What is required:
Output the entries verbatim, including every line.
--- Data for the task ---
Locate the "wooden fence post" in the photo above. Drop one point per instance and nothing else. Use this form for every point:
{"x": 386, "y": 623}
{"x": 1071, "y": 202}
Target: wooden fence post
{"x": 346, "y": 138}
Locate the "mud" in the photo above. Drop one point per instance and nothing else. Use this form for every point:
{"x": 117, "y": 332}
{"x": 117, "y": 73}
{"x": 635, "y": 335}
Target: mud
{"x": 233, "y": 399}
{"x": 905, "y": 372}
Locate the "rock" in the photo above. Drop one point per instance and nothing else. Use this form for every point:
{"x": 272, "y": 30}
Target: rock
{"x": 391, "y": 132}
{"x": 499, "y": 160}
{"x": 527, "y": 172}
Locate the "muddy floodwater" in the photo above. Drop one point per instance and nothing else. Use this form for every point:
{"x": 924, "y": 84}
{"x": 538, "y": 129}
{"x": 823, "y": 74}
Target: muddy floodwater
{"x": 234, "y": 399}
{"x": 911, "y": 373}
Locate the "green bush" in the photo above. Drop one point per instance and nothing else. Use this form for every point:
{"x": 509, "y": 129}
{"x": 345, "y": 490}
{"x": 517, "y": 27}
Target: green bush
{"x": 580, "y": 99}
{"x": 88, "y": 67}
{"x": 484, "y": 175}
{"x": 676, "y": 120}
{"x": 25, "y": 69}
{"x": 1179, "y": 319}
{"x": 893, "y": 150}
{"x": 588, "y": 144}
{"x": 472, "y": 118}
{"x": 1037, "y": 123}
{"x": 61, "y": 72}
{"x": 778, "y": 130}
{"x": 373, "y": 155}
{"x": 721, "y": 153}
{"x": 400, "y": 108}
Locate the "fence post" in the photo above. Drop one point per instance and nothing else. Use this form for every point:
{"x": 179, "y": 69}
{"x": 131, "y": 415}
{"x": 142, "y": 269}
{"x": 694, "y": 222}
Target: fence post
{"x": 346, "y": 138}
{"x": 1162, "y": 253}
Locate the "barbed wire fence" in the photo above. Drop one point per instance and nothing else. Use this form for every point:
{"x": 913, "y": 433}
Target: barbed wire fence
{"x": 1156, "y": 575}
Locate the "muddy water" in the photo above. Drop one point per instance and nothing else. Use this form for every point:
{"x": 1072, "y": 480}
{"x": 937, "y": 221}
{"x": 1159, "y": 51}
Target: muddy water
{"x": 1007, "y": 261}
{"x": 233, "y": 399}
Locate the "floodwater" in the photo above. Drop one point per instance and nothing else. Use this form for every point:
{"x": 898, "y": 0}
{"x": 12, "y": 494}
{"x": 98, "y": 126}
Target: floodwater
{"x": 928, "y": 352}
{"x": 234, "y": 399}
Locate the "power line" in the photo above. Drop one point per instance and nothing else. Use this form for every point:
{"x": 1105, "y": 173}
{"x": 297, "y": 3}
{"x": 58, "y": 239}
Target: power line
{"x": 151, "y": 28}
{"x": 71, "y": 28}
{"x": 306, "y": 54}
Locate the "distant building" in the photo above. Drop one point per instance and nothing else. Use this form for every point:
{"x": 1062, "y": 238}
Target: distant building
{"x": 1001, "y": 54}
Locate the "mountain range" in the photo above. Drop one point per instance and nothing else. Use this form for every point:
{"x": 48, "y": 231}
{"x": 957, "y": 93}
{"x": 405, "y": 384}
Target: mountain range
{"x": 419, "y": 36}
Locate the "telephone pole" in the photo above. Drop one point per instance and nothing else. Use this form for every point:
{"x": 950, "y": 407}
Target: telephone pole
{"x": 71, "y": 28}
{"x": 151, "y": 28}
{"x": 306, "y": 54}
---
Response to the exercise:
Locate the "wooden fence post" in the photo above. Drop one point per instance and nothing else. Use this form for every point:
{"x": 386, "y": 623}
{"x": 1071, "y": 202}
Target: wooden fence post
{"x": 346, "y": 138}
Locate the "mud" in the photo above. Drop one point per instance and nothing else. Use this form for every point:
{"x": 117, "y": 332}
{"x": 117, "y": 73}
{"x": 635, "y": 335}
Target: mud
{"x": 233, "y": 399}
{"x": 905, "y": 372}
Locate the "rock" in the photo above. Drop one point per instance and nothing else. Use this form for every point:
{"x": 272, "y": 30}
Target: rock
{"x": 391, "y": 132}
{"x": 499, "y": 160}
{"x": 527, "y": 172}
Locate the "muddy floodwater" in the photo above. Drop one point per instance and nothing else. Use this form for every point:
{"x": 924, "y": 84}
{"x": 538, "y": 129}
{"x": 823, "y": 74}
Target: muddy floodwater
{"x": 234, "y": 399}
{"x": 911, "y": 373}
Locate the "green bush" in the photo above. Drop one point per instance and nothing else. Use this form for every point:
{"x": 509, "y": 129}
{"x": 345, "y": 490}
{"x": 517, "y": 27}
Target: green bush
{"x": 580, "y": 99}
{"x": 88, "y": 67}
{"x": 484, "y": 175}
{"x": 676, "y": 120}
{"x": 25, "y": 69}
{"x": 1179, "y": 319}
{"x": 893, "y": 150}
{"x": 588, "y": 144}
{"x": 472, "y": 118}
{"x": 1037, "y": 123}
{"x": 61, "y": 72}
{"x": 778, "y": 130}
{"x": 373, "y": 155}
{"x": 721, "y": 153}
{"x": 400, "y": 108}
Locate the "fence post" in the photo above. Drop one point per instance and nothing else. Use this form for every point:
{"x": 179, "y": 69}
{"x": 131, "y": 415}
{"x": 142, "y": 269}
{"x": 694, "y": 222}
Target: fence post
{"x": 346, "y": 138}
{"x": 1162, "y": 253}
Locate the "barbed wire fence" in the photo above. Drop one point per instance and nothing else. Use this form for every point:
{"x": 913, "y": 433}
Target: barbed wire fence
{"x": 1156, "y": 575}
Locate the "muddy water" in the photo above. Drop one point per instance and nothing else. Use this form for every point:
{"x": 1072, "y": 480}
{"x": 937, "y": 221}
{"x": 1159, "y": 51}
Target: muddy water
{"x": 1007, "y": 261}
{"x": 233, "y": 399}
Locate the "floodwater" in the photo above. Drop one point per instance and nothing else. Use this form for every point:
{"x": 898, "y": 0}
{"x": 12, "y": 494}
{"x": 98, "y": 126}
Target: floodwater
{"x": 928, "y": 352}
{"x": 234, "y": 399}
Locate the "power line" in the photo above. Drop one point per instance and nothing else. Use this form for every point:
{"x": 1105, "y": 173}
{"x": 297, "y": 3}
{"x": 58, "y": 239}
Target: power line
{"x": 151, "y": 28}
{"x": 71, "y": 28}
{"x": 306, "y": 54}
Locate the "distant building" in the photo above. Drop one point per instance and nothing else. Use this form for every point:
{"x": 1062, "y": 238}
Target: distant building
{"x": 1001, "y": 54}
Locate the "mountain range" in the photo above. Drop one point per instance and nothing else. Use this form for every point:
{"x": 48, "y": 231}
{"x": 957, "y": 93}
{"x": 405, "y": 384}
Target: mountain range
{"x": 419, "y": 36}
Locate the "telephone pole" in the photo above. Drop one point per instance and nothing else. Use this form for every point:
{"x": 950, "y": 407}
Target: telephone pole
{"x": 71, "y": 28}
{"x": 151, "y": 28}
{"x": 306, "y": 54}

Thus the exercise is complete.